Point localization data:
╭──
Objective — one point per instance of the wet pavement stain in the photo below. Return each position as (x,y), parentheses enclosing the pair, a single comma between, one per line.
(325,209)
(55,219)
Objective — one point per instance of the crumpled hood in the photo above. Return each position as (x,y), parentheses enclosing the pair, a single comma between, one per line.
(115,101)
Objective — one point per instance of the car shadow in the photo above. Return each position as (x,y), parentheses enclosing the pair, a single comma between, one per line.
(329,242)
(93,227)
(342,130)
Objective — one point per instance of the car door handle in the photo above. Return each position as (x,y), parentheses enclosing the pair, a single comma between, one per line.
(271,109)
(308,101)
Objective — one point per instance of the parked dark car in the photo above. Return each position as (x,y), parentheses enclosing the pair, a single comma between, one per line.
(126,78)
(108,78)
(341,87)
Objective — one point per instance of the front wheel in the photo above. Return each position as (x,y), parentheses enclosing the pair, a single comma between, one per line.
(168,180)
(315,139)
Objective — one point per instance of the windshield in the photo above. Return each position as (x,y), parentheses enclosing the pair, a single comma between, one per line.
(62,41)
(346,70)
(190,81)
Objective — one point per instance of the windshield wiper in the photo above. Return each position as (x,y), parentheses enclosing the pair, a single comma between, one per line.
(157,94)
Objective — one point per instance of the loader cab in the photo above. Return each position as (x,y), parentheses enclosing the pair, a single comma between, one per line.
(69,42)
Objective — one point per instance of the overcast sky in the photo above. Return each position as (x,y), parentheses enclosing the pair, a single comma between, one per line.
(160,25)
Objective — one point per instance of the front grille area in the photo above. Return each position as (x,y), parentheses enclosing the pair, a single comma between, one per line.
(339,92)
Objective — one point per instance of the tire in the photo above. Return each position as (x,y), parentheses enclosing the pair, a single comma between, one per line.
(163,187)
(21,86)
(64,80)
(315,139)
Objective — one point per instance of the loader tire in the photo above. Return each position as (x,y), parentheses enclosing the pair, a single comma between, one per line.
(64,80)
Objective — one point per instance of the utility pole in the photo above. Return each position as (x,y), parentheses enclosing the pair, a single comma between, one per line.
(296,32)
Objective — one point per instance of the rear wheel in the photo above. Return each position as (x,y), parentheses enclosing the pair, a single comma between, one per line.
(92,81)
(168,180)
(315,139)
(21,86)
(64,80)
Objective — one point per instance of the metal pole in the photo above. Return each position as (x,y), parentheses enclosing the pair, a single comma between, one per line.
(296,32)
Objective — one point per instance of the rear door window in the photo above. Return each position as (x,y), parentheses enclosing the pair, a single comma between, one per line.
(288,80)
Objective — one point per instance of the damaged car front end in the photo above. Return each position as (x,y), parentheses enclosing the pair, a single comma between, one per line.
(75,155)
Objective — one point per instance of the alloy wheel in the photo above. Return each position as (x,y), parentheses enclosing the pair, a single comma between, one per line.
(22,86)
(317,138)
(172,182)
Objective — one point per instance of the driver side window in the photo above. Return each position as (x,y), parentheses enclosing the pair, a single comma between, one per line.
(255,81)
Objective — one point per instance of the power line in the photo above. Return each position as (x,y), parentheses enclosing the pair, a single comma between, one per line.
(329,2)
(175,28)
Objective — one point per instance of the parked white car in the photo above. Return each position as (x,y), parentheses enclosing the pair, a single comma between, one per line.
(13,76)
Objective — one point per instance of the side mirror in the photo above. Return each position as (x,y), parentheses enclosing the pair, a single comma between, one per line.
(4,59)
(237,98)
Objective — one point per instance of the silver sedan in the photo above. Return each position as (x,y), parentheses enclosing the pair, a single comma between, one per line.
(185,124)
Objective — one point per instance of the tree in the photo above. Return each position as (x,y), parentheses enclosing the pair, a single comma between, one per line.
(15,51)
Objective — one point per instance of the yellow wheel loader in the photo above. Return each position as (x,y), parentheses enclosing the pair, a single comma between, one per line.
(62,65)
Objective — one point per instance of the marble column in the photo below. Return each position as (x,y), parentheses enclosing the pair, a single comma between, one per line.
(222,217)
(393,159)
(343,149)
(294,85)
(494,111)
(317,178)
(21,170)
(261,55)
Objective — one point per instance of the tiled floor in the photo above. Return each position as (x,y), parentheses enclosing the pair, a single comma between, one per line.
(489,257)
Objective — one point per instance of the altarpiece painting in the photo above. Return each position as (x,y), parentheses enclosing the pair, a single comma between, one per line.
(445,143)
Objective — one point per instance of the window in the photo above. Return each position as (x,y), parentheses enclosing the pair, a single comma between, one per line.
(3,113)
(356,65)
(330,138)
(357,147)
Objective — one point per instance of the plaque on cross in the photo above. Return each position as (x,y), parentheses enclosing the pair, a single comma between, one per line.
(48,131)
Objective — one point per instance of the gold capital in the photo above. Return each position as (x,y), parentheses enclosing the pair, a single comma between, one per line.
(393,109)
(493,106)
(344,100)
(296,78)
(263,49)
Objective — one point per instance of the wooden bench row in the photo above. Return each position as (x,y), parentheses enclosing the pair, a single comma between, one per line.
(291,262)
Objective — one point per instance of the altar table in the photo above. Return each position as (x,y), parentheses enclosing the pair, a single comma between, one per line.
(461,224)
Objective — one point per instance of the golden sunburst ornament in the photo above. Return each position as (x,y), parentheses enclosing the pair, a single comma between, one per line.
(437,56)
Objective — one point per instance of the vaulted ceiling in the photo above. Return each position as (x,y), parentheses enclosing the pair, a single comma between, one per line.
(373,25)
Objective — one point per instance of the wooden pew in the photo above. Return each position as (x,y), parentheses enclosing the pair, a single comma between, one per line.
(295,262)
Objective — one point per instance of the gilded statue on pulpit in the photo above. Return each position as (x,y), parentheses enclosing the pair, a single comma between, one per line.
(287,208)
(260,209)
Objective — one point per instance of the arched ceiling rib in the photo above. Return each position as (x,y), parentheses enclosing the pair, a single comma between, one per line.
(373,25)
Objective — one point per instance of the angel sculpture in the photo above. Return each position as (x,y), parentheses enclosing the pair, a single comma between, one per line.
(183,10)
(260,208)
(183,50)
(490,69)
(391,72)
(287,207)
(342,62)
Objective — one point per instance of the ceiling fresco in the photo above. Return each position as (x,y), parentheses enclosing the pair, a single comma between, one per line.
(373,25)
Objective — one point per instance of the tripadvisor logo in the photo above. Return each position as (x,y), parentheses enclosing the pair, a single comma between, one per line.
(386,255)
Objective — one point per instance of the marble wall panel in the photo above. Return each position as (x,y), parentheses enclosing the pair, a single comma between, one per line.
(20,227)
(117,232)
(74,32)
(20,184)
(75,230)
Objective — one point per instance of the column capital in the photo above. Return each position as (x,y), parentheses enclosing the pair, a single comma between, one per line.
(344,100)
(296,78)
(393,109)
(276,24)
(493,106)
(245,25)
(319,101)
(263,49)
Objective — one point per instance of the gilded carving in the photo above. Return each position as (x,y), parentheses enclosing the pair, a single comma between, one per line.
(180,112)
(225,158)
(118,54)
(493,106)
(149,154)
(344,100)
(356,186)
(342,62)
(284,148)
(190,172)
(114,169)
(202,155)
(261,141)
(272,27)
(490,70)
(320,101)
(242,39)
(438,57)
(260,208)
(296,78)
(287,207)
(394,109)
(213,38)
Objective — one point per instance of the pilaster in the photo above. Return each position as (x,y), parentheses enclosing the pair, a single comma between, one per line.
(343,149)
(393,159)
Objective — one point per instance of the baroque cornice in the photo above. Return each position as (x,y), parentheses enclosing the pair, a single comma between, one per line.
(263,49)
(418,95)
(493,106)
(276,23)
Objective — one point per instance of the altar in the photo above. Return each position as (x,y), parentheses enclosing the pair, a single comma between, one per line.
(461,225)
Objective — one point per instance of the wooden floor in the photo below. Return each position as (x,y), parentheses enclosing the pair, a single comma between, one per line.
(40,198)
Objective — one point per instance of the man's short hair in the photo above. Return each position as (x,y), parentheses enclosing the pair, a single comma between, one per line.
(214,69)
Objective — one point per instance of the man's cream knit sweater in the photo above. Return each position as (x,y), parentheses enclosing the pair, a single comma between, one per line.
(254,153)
╰──
WHAT YOU NEED TO DO: Copy, word for word, the line that contains "Objective — one point per instance of the wooden floor" and every line after it through the end of the records, and nothing else.

ANSWER AREA:
Objective — one point per instance of the wooden floor in the photo below. Return each position as (x,y), parentheses enclosing the pair, a single comma between, one per line.
(40,198)
Objective — one point per instance of the man's short hair in the photo above. Return each position as (x,y), parentheses enclosing the pair, a single comma between, one per line.
(214,69)
Objective — one point per instance of the man's cream knit sweater in the photo above. Return each position as (x,y), parentheses enclosing the pair, a single comma between, one per line.
(254,153)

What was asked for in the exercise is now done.